Условие задания
Переведите на английский язык предложение из фрагмента об Артуре и докторе Эллиоте: «В конце октября Артуру нужно было возвращаться к своим занятиям».

Фрагмент текста

Одно лишь беспокоило его, как он несколько наивно признавался: повышенная вспыльчивость самого доктора Эллиота. Доктор Эллиот, «с виду джентльмен как джентльмен», не мог принять ни одной оригинальной мысли и мгновенно выходил из себя, если при нем, пусть даже вскользь, роняли что-либо эдакое.
— Мне кажется, доктор Эллиот, было бы славно, если бы отменили высшую меру наказания.
— Сэр, — багровел доктор Эллиот. — Я не позволю говорить подобные вещи в моем доме! Вы поняли меня, сэр?
— Но сэр, — тотчас же взвивается его помощник, не потрудившись поинтересоваться, в чем же состоит неуместность его высказывания, — я выражаю свое мнение, где хочу и когда хочу.
В конце октября Артуру нужно было возвращаться к своим занятиям. Ему не приходилось ожидать какого-либо вознаграждения от доктора Эллиота, ибо это не было оговорено. И все же, проработав четыре месяца, он в глубине души надеялся на некоторый благородный жест с его стороны. Тщетно. Тогда, собравшись духом, он спросил, не могут ли ему быть выплачены дорожные расходы.
— Дорогой друг, — ответил доктор Эллиот, человек деловой, — таковы правила: если ассистент состоит на жалованьи, он правомочен требовать оплаты расходов. Но если жалованье не положено, то он всего лишь джентльмен, путешествующий в своих собственных интересах; он не получает ничего.
Итак, Артур возвратился к зимним занятиям готовый поклясться, что труд ассистента — самое изнурительное, неблагодарное и недоходное дело на свете. В Эдинбурге был хотя бы спорт. При столь массивным сложении он был легок в движениях, как кошка. Ему было достаточно беглых наставлений, чтобы стать стремительным форвардом в регби и первоклассным боксером. Бокс ему был больше по душе; бокс и регби сблизили его со студентом по имени Бадд — полугением, полупсихом, чьи дикие шутки веселили его, как мог бы развлечь, скажем, цирк. Между тем дома складывалась ситуация поистине отчаянная. Здоровье отца было подорвано. Чарльз Дойл, уже к середине жизни состарившийся и немощный, не менее двух раз в неделю не мог подняться с постели. В Министерстве общественных работ только неодобрительно вздымали брови по поводу его нетрудоспособности — и это после тридцатилетней службы.

(Записи набора данных)
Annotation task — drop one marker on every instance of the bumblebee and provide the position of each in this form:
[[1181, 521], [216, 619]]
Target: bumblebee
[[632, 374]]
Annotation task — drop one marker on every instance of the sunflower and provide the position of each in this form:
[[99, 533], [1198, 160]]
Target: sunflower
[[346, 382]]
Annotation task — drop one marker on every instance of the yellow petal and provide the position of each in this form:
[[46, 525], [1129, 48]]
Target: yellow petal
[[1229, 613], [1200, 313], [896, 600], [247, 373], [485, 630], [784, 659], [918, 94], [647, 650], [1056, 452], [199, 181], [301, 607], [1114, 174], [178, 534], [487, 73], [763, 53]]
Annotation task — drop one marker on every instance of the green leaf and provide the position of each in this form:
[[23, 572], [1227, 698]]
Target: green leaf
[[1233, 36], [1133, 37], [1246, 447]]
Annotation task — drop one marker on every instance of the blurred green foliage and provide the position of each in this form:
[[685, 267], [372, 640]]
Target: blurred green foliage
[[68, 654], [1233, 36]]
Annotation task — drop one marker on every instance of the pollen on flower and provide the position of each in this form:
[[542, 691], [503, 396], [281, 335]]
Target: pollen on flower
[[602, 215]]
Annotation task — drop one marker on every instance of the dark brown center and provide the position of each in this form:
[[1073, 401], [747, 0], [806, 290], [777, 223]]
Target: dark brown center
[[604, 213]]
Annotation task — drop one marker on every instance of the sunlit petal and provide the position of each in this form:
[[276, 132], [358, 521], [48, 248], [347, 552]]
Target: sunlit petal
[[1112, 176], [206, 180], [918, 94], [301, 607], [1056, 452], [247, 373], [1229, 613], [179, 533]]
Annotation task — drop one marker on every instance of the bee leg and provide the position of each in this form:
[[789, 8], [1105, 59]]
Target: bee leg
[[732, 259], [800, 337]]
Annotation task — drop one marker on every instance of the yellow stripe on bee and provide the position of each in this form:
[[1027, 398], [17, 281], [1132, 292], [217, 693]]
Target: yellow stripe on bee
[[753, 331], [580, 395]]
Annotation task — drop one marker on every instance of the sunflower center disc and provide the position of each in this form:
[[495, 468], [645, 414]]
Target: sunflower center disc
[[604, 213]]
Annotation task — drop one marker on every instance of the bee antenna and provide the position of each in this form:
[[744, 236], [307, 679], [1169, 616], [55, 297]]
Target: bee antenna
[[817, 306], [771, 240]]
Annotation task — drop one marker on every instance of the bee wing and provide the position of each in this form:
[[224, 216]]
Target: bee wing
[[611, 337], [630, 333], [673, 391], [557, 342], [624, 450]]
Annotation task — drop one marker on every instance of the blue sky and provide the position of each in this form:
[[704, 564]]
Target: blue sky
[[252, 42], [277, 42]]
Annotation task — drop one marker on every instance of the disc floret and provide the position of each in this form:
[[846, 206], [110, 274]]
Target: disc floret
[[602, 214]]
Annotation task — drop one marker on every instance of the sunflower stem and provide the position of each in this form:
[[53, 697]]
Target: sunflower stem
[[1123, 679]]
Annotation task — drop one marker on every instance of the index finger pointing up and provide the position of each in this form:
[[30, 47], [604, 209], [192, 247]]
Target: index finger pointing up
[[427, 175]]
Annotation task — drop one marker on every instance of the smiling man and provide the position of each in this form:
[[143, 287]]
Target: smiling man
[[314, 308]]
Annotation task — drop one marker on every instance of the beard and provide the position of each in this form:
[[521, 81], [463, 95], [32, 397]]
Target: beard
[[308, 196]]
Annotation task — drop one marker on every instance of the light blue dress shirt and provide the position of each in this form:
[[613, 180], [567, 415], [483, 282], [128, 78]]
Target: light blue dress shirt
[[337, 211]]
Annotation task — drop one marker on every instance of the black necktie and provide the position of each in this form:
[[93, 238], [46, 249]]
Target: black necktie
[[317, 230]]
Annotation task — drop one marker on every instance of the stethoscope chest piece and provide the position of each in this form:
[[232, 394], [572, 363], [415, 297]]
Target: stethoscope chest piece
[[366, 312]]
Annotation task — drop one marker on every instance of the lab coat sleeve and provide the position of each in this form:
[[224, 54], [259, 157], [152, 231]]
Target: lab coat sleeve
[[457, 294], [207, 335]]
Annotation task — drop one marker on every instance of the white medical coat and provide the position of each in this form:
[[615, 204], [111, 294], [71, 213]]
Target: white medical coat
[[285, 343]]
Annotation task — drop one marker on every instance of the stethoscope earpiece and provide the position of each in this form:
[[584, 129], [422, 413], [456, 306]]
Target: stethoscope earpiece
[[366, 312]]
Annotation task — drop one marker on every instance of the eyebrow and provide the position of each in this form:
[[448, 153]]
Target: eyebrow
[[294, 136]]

Письменный ответ
At the end of October, Arthur had to return to his studies.